Starting with the line that contains "Can you find the rocky", reproduce each line through the end of the entries exactly as written.
** Begin The data **
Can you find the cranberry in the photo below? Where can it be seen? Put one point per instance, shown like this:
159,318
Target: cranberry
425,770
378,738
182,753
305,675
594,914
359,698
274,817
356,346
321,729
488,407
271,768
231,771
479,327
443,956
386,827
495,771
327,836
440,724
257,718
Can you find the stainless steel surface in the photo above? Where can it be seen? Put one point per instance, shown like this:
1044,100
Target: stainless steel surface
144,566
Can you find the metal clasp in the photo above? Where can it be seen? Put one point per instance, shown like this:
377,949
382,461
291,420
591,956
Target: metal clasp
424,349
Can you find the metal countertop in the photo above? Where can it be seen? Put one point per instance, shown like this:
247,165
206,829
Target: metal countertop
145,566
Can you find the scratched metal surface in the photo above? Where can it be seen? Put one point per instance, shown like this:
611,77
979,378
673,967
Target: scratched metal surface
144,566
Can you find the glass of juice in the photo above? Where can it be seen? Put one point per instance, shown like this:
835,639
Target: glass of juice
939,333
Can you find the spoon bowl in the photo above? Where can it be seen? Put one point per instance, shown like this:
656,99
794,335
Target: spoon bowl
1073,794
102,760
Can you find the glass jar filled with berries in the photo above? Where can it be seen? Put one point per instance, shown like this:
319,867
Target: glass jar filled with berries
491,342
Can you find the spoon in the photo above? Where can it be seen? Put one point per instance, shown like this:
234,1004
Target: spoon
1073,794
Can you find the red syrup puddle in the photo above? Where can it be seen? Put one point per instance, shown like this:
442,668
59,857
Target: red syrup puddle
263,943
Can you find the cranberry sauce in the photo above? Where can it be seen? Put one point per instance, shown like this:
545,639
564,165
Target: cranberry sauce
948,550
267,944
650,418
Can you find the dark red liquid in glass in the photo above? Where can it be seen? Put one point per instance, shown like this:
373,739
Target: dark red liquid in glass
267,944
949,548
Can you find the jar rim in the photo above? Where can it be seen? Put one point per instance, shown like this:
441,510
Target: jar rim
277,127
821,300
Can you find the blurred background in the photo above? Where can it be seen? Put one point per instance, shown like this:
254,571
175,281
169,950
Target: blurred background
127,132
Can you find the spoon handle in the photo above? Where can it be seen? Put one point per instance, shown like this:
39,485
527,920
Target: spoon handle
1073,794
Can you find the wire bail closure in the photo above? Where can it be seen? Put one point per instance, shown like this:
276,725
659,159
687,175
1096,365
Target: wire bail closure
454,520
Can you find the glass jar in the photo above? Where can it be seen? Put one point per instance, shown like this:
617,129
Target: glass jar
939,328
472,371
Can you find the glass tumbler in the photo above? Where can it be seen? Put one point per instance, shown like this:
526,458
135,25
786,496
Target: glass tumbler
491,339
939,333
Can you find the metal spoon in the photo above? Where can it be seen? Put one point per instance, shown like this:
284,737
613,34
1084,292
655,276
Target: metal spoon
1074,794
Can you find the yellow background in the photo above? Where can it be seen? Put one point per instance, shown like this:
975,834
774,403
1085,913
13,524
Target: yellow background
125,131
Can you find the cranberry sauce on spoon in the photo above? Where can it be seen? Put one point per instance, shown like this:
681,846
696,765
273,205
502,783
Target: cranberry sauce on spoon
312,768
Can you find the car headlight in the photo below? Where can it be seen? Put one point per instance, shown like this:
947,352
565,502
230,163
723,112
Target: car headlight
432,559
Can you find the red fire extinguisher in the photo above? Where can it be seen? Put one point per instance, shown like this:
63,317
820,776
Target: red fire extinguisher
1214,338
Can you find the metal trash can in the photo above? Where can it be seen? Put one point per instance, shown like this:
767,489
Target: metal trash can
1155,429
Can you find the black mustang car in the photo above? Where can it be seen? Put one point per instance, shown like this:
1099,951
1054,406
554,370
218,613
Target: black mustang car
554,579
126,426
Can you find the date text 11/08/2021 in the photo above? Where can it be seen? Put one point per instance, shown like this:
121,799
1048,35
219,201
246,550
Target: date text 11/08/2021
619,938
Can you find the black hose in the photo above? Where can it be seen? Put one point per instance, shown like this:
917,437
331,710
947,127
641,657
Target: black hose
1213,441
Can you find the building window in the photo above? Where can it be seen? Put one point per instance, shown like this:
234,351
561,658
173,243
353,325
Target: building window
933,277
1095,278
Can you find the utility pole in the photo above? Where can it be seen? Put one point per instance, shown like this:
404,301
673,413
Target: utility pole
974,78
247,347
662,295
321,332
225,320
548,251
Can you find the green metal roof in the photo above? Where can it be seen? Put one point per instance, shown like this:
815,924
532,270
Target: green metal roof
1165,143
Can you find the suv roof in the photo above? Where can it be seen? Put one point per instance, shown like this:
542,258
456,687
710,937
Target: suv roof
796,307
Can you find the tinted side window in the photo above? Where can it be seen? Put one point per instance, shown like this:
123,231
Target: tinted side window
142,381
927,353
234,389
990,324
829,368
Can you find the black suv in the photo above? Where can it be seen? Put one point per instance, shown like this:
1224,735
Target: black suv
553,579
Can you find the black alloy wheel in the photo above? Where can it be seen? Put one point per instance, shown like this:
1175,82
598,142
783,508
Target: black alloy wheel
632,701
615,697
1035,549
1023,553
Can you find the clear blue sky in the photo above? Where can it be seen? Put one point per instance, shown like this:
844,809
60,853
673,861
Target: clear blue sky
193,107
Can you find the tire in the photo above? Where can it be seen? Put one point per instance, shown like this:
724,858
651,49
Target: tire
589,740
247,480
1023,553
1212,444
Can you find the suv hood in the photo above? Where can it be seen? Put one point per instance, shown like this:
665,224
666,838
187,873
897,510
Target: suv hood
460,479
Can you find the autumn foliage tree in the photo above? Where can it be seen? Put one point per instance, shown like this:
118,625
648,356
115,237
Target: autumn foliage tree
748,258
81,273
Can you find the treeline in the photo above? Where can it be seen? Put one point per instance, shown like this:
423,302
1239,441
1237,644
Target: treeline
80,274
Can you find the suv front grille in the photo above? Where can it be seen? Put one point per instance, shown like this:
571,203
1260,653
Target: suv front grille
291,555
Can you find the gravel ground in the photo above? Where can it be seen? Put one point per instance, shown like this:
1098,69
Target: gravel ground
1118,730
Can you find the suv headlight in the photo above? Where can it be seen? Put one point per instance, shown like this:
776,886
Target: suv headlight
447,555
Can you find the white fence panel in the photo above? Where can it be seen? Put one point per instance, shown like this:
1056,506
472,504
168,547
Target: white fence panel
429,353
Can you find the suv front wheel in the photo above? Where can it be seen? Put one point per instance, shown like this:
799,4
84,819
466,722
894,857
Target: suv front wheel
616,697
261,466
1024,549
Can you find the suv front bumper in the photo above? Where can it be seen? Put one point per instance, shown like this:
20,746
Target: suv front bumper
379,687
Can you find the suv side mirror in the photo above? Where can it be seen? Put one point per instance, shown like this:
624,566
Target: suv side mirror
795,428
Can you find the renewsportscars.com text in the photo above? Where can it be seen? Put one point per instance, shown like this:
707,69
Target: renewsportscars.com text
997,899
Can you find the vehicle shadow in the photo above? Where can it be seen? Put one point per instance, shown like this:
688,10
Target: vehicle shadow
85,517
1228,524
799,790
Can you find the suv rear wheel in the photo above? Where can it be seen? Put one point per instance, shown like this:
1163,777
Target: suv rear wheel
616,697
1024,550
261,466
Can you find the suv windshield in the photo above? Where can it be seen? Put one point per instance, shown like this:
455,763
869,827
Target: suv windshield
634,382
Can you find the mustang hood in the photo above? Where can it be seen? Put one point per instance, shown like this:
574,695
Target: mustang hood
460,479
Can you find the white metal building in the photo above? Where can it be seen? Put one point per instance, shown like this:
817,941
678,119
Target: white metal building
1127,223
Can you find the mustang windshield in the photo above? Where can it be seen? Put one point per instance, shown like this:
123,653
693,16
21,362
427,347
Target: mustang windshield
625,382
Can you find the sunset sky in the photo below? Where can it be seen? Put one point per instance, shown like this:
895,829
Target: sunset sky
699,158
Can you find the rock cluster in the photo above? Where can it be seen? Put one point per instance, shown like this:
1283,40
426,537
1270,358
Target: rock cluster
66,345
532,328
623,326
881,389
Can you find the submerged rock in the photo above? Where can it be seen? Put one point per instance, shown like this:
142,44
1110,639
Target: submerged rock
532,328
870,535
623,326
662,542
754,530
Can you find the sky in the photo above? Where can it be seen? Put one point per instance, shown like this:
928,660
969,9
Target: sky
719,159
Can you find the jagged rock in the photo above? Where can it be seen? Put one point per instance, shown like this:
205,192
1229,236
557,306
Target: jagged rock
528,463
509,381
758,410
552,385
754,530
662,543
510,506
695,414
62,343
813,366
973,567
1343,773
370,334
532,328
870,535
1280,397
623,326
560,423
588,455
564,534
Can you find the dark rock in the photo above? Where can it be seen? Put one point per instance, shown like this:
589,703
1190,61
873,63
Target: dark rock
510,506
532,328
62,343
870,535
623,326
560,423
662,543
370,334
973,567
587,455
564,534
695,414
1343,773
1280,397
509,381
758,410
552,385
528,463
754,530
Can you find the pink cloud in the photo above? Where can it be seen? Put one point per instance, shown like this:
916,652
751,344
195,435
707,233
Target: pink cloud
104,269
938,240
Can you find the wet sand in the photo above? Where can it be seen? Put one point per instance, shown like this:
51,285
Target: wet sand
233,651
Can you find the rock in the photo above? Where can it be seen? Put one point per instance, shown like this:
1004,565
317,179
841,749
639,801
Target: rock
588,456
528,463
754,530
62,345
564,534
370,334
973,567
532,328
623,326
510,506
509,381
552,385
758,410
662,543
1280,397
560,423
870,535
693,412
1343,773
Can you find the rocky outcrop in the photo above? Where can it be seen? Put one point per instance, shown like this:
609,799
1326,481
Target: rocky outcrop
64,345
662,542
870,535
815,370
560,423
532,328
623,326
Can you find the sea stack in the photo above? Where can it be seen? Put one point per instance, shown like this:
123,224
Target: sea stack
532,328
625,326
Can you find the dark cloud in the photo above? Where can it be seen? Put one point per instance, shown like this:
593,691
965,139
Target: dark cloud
** End The data **
▶ **Result**:
Can you find the rocky outcrop in the photo above? Where can it be seen? Put one point per instance, shown like this:
609,799
1326,481
Target: rocky outcrop
64,345
662,542
870,535
815,370
560,423
532,328
623,326
Can you find the sea stack in the photo above? Where can it be seen? Put one point per instance, shown like this:
123,224
Target: sea stack
532,328
625,326
Can you find the dark cloud in the photo above? Where can it be seen? Put one point per instance, shown like this:
593,691
965,139
Target: dark cloud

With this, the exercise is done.